• Stored data entries

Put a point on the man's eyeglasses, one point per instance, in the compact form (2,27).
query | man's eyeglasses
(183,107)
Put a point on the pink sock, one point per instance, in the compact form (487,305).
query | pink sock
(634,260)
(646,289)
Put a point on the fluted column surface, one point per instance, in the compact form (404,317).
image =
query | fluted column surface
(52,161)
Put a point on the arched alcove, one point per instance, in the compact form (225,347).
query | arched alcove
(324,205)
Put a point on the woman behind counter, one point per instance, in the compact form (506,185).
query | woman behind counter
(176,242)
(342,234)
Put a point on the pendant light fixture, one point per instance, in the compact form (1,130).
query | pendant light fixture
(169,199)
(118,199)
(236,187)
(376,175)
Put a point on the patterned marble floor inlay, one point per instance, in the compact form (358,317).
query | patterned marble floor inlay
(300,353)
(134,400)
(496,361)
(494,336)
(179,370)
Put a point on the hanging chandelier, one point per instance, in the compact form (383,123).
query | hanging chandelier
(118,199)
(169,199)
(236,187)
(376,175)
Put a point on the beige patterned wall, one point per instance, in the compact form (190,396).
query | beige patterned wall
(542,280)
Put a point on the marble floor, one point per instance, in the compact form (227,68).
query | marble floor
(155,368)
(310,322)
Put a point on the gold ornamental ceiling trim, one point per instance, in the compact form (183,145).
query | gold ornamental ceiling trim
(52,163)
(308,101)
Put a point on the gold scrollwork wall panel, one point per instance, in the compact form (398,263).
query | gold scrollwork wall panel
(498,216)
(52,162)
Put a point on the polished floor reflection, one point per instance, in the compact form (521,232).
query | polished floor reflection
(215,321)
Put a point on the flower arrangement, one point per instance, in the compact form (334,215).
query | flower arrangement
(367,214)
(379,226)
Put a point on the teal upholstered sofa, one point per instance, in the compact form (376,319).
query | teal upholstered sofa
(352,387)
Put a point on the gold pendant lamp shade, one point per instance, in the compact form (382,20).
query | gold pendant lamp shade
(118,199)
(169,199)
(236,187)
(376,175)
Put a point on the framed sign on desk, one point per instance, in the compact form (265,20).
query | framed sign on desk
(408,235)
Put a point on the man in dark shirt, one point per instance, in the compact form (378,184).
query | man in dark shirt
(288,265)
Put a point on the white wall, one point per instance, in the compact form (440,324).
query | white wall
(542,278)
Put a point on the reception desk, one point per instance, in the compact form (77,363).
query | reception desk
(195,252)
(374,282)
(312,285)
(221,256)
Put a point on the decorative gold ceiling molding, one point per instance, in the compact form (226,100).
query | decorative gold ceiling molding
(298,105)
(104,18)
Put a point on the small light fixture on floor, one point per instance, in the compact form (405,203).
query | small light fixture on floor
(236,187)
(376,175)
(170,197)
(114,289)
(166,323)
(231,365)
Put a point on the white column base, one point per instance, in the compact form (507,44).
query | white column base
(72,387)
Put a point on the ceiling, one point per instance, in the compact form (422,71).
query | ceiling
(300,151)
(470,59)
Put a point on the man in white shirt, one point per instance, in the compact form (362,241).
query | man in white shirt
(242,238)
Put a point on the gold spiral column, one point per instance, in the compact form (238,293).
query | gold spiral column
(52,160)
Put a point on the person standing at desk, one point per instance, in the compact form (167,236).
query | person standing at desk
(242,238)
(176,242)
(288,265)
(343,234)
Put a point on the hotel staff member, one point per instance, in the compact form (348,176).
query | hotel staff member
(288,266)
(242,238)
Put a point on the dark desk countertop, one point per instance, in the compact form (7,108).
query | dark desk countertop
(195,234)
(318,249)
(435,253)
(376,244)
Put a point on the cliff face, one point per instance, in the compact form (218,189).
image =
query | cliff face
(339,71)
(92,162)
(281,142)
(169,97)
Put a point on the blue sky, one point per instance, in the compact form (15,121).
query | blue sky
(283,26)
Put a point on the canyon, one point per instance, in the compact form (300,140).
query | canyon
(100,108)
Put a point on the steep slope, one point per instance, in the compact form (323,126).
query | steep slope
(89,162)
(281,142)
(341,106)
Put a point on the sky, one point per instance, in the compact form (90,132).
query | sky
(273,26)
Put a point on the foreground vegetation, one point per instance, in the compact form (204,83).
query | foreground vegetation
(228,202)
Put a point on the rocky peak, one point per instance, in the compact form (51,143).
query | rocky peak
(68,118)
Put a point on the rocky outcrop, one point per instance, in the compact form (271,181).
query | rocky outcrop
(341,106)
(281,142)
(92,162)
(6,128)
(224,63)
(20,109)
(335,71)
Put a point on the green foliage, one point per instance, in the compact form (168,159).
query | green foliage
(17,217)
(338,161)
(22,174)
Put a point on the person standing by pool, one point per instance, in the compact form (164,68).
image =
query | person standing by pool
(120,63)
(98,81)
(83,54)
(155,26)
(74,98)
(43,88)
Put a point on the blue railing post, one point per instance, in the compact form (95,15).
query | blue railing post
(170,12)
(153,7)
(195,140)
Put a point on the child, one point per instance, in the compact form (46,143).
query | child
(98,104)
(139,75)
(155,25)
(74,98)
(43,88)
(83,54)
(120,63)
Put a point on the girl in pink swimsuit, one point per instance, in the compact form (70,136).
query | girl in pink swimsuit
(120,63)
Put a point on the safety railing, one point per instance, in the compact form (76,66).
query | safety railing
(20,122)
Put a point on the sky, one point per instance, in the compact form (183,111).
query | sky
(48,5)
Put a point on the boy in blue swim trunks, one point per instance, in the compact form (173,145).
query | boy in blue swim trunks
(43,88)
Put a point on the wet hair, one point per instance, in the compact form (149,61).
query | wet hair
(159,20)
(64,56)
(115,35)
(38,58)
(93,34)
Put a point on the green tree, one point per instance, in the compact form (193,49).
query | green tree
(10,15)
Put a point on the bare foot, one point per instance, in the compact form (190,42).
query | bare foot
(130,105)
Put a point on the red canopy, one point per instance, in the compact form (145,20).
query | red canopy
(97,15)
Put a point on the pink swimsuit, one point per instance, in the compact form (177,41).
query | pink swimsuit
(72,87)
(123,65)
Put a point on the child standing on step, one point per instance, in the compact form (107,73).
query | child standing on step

• Work task
All of the data is to be written out again, word for word.

• Result of this task
Put a point on the man's eyeglasses, one point per instance, in the compact form (2,27).
query | man's eyeglasses
(183,107)
Put a point on the pink sock, one point per instance, in the compact form (487,305).
query | pink sock
(634,260)
(646,289)
Put a point on the fluted column surface, one point per instance, in the compact form (404,317).
image =
query | fluted column surface
(52,161)
Put a point on the arched alcove, one point per instance, in the compact form (225,347).
query | arched alcove
(324,205)
Put a point on the woman behind counter, one point per instance, in the compact form (506,185).
query | woman behind counter
(176,242)
(342,234)
Put a point on the pendant light fixture, one point per instance, in the compact form (1,130).
query | pendant light fixture
(169,199)
(118,199)
(236,187)
(376,175)
Put a point on the patterned marble floor inlay, one point per instance, in the compact form (358,317).
query | patterned marble floor inlay
(300,353)
(134,400)
(496,361)
(494,336)
(179,370)
Put a point on the hanging chandelier, one point per instance, in the compact form (383,123).
query | hanging chandelier
(118,199)
(169,199)
(236,187)
(376,175)
Put a point on the beige patterned wall, one point per instance, in the compact form (190,396).
query | beige patterned wall
(542,280)
Put a point on the marble floor, one point per instance, in the compact form (227,68).
query | marble floor
(155,368)
(310,322)
Put a point on the gold ornamental ceiling trim, one point per instance, in the compact form (183,145).
query | gold ornamental ceiling trim
(52,163)
(308,101)
Put a point on the gold scrollwork wall panel, one point per instance, in the compact form (398,263).
query | gold scrollwork wall panel
(498,216)
(52,162)
Put a point on the polished floor reflection, one point per instance, in the compact form (521,232).
query | polished floor reflection
(215,321)
Put a point on the flower arrangement, one point per instance, in the compact form (334,215).
query | flower arrangement
(367,214)
(379,226)
Put a point on the teal upholstered sofa, one point per instance, in the compact form (376,319).
query | teal upholstered sofa
(352,387)
Put a point on the gold pendant lamp shade, one point per instance, in the compact form (382,20).
query | gold pendant lamp shade
(118,199)
(169,199)
(236,187)
(376,175)
Put a point on the framed sign on desk, one point per instance, in the compact form (265,20).
query | framed sign on desk
(408,235)
Put a point on the man in dark shirt, one point per instance, in the compact form (378,184).
query | man in dark shirt
(288,265)
Put a point on the white wall, one point per instance, in the compact form (440,324).
query | white wall
(542,278)
Put a point on the reception desk, one point per instance, in the compact form (77,363).
query | reception desk
(195,252)
(374,282)
(312,285)
(221,256)
Put a point on the decorative gold ceiling molding, one point per instance, in the compact form (226,100).
query | decorative gold ceiling molding
(298,105)
(104,18)
Put a point on the small light fixture on floor, one point per instance, in the compact form (405,203).
query | small light fixture on floor
(236,187)
(376,175)
(170,197)
(114,289)
(166,323)
(231,365)
Put a point on the white column base, one point per instance, in the compact form (507,44).
query | white column base
(72,387)
Put a point on the ceiling, one point per instance, in the compact form (422,71).
query | ceiling
(300,151)
(470,59)
Put a point on the man in white shirt, one point per instance, in the compact form (362,241).
query | man in white shirt
(242,238)
Put a point on the gold spiral column, one point per instance, in the compact form (238,293).
query | gold spiral column
(52,160)
Put a point on the person standing at desk, one point per instance, in the compact form (167,236).
query | person standing at desk
(242,238)
(176,242)
(288,265)
(343,234)
Put a point on the hotel staff member, one point per instance, in the compact form (348,176).
query | hotel staff member
(288,266)
(242,238)
Put a point on the dark desk countertop, one point per instance, in the compact form (7,108).
query | dark desk countertop
(195,234)
(318,249)
(435,253)
(376,244)
Put a point on the cliff face, one point per instance, in the compact form (218,189).
image =
query | cliff face
(339,71)
(92,162)
(281,142)
(169,97)
Put a point on the blue sky, one point per instance, in the compact form (15,121).
query | blue sky
(283,26)
Put a point on the canyon, one point per instance, in the compact form (300,140).
query | canyon
(100,108)
Put a point on the steep slope, one point per instance, in the compact form (323,126).
query | steep slope
(89,162)
(281,142)
(341,106)
Put a point on the sky, one point per instance, in the compact form (90,132).
query | sky
(273,26)
Put a point on the foreground vegetation, one point per instance, in the compact form (204,83).
query | foreground vegetation
(228,202)
Put a point on the rocky peak, one point per instance, in the compact form (51,143).
query | rocky peak
(68,118)
Put a point on the rocky outcrop, one point per instance, in the compact form (271,181).
query | rocky outcrop
(341,106)
(281,142)
(92,162)
(6,128)
(224,63)
(20,109)
(335,71)
Put a point on the green foliage, one point per instance, in the compact form (168,159).
query | green foliage
(17,217)
(338,161)
(22,174)
Put a point on the person standing by pool, one point per instance, in the compact form (164,68).
image =
query | person standing by pool
(120,63)
(98,81)
(83,54)
(155,26)
(74,98)
(43,88)
Put a point on the blue railing post, one point per instance, in the compact form (95,15).
query | blue railing post
(170,12)
(153,7)
(195,140)
Put a point on the child, one point per instance, in the compact form (46,143).
query | child
(98,104)
(139,75)
(155,25)
(74,98)
(43,88)
(83,54)
(120,63)
Put a point on the girl in pink swimsuit, one point per instance, in the compact form (70,136).
query | girl in pink swimsuit
(120,63)
Put a point on the safety railing, one point per instance, in the compact form (76,66).
query | safety railing
(20,122)
Put a point on the sky, one point per instance, in the compact form (183,111).
query | sky
(48,5)
Put a point on the boy in blue swim trunks, one point per instance, in the compact form (173,145).
query | boy in blue swim trunks
(43,88)
Put a point on the wet hair, one point per instance, in the compact form (149,61).
query | wet hair
(159,20)
(64,56)
(115,35)
(38,58)
(93,34)
Put a point on the green tree, one point per instance, in the compact form (193,49).
query | green tree
(10,15)
Put a point on the bare foot, one point per instance, in the compact form (190,42).
query | bare foot
(130,105)
Put a point on the red canopy, one point per instance, in the compact form (145,20).
query | red canopy
(97,15)
Put a point on the pink swimsuit, one point per instance, in the compact form (177,41).
query | pink swimsuit
(72,87)
(123,65)
Put a point on the child standing on step, one point per instance, in the compact form (107,73).
query | child standing on step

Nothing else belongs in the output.